Task input:
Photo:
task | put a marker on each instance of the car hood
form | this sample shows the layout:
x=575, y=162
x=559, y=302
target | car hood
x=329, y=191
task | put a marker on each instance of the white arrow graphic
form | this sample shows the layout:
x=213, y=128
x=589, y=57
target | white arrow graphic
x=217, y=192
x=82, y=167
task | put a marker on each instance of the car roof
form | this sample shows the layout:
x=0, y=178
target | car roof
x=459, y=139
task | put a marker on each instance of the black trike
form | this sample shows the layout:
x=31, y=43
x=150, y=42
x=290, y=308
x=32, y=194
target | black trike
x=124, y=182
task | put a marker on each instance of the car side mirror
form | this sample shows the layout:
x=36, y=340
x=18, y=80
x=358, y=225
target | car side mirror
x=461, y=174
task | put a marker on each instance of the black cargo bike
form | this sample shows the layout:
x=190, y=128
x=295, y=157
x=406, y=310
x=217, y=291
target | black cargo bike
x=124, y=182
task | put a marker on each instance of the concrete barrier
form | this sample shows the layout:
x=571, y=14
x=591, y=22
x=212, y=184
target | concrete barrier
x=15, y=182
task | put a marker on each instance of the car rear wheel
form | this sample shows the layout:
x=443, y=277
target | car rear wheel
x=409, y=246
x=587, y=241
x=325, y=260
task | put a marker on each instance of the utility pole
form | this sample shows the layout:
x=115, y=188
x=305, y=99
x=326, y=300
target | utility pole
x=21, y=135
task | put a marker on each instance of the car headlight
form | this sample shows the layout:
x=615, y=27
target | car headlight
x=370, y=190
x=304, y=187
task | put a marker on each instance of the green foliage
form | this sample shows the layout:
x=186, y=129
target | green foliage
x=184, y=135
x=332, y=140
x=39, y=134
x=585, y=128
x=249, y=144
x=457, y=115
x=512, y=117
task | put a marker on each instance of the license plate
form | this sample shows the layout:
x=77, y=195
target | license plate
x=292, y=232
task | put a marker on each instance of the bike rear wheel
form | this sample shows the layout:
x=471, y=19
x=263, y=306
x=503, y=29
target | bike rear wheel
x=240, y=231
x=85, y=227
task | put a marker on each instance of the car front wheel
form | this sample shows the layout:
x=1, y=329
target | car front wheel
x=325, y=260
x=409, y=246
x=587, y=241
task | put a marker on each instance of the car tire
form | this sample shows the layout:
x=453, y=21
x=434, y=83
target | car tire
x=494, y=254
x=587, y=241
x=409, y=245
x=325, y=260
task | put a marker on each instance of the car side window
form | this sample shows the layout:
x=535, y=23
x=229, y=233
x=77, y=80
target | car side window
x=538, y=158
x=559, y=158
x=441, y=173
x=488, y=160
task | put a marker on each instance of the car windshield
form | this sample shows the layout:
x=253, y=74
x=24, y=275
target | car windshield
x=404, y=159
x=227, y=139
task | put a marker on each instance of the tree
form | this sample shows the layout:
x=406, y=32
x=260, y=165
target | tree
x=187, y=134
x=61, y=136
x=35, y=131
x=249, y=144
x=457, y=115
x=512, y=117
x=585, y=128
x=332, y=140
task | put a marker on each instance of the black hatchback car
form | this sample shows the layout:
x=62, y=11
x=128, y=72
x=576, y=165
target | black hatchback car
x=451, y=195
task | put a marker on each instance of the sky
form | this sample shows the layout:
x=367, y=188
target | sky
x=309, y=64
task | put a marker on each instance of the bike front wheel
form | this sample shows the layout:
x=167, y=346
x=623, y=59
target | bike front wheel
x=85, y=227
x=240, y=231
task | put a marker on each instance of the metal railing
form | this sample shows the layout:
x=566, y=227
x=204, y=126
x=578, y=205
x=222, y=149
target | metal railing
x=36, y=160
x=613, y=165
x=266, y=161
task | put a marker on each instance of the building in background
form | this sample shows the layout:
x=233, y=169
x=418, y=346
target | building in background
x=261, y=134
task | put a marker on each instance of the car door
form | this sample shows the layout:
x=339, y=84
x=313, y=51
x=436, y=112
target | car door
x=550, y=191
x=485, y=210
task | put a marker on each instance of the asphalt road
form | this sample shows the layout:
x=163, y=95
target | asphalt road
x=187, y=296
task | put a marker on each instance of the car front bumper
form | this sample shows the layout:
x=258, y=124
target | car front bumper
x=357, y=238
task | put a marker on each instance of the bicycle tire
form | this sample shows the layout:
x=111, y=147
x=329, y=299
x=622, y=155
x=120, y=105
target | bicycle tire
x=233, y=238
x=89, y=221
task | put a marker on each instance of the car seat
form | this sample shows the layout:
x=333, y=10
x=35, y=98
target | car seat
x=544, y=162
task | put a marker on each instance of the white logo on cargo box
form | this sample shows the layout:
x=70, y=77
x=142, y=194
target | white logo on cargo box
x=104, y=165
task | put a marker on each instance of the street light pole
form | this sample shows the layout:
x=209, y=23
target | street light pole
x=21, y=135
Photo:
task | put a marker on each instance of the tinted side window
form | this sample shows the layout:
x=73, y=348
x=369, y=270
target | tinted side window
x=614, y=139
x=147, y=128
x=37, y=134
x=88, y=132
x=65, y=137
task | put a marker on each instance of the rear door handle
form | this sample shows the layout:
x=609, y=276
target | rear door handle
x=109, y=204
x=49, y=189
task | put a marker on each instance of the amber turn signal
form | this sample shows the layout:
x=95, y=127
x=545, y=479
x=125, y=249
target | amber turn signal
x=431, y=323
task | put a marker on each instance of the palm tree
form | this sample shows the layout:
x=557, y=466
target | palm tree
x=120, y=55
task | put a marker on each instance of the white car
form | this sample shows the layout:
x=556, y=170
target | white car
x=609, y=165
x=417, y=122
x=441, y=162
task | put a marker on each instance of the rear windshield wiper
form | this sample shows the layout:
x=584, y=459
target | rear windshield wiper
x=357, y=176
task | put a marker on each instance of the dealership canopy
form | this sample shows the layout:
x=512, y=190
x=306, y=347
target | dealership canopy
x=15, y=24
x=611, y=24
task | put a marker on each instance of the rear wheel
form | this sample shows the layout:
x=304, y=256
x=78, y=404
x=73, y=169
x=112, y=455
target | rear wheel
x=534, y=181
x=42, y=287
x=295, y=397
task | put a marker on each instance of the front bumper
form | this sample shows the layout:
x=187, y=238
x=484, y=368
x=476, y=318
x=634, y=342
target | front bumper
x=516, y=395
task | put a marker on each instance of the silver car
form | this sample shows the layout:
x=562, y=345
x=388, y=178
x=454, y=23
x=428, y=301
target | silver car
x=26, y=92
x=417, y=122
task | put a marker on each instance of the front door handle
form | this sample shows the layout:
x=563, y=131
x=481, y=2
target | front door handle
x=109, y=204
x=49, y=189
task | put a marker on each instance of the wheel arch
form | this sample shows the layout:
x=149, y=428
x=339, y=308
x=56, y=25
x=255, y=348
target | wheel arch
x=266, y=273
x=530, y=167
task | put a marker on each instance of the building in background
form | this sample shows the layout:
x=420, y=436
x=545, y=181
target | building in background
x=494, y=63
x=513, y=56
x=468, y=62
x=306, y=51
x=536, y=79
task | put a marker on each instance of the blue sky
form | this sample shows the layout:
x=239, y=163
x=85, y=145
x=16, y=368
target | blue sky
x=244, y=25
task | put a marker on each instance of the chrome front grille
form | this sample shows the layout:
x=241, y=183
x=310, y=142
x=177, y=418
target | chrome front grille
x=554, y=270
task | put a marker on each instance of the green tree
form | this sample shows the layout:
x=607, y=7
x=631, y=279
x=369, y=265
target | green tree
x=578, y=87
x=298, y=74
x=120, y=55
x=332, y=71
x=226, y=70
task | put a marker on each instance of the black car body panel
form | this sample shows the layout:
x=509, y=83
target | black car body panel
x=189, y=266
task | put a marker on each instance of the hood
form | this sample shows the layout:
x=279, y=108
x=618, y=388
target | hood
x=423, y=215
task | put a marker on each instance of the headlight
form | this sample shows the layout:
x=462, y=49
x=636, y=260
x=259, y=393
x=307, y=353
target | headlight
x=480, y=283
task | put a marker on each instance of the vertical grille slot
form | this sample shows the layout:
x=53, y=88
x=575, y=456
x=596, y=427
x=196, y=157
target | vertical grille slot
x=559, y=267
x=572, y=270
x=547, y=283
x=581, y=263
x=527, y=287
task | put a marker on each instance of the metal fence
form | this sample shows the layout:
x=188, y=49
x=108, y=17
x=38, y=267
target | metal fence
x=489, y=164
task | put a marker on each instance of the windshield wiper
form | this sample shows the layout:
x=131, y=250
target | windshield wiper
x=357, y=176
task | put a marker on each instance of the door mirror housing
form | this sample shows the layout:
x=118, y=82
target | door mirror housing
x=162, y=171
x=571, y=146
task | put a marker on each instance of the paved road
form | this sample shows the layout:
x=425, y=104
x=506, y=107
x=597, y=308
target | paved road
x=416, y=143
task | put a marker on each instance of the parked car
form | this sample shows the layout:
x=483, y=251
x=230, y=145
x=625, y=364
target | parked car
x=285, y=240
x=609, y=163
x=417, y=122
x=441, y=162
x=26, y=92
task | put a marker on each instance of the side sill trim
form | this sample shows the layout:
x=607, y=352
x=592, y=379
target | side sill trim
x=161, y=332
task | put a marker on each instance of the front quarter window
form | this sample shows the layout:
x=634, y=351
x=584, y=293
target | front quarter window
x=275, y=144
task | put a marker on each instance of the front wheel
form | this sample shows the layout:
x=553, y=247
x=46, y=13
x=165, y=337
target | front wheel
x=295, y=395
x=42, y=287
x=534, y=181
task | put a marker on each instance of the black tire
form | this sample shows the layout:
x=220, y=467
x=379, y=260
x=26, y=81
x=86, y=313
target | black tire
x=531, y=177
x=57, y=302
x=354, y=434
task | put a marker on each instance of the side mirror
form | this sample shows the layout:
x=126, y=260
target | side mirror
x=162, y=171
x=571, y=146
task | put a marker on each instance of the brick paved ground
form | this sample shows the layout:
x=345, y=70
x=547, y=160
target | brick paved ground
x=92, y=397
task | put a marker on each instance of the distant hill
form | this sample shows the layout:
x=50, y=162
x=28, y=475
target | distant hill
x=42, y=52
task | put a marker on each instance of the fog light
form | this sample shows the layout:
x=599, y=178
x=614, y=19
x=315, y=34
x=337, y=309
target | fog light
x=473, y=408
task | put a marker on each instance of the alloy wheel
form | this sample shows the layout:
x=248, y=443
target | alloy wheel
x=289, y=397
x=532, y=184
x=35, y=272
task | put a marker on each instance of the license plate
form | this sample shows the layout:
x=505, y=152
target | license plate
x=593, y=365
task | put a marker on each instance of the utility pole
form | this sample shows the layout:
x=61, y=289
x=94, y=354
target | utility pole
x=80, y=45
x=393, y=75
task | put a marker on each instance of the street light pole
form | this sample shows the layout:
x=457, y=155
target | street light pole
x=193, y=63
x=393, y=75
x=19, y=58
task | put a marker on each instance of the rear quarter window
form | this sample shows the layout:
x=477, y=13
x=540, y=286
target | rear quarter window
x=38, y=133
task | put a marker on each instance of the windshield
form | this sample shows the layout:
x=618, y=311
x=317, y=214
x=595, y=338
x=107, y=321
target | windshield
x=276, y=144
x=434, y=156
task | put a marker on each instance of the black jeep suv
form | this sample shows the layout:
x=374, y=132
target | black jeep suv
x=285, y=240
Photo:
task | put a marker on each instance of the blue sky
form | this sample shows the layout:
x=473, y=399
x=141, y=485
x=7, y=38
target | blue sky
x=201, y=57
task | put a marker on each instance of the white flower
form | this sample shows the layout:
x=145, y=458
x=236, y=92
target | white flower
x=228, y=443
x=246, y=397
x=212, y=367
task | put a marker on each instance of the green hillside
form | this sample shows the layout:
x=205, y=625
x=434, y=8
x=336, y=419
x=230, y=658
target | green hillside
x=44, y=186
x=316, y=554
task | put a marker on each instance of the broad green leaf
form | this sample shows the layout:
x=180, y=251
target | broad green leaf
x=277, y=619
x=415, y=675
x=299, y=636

Short task: Transcribe exactly, and only, the lines from the one bearing "the white flower" through the last line of the entries, counting both.

Full output:
task | put a marker on each instance of the white flower
form | this sample shows the layout:
x=145, y=458
x=236, y=92
target | white flower
x=228, y=443
x=246, y=397
x=212, y=367
task | put a marker on each instance of the green hillside
form | this sample shows the layout:
x=205, y=625
x=434, y=8
x=336, y=419
x=230, y=658
target | green hillside
x=44, y=186
x=316, y=554
task | put a marker on each instance of the broad green leaf
form | this sample shows the layout:
x=180, y=251
target | broad green leaf
x=277, y=619
x=415, y=675
x=299, y=636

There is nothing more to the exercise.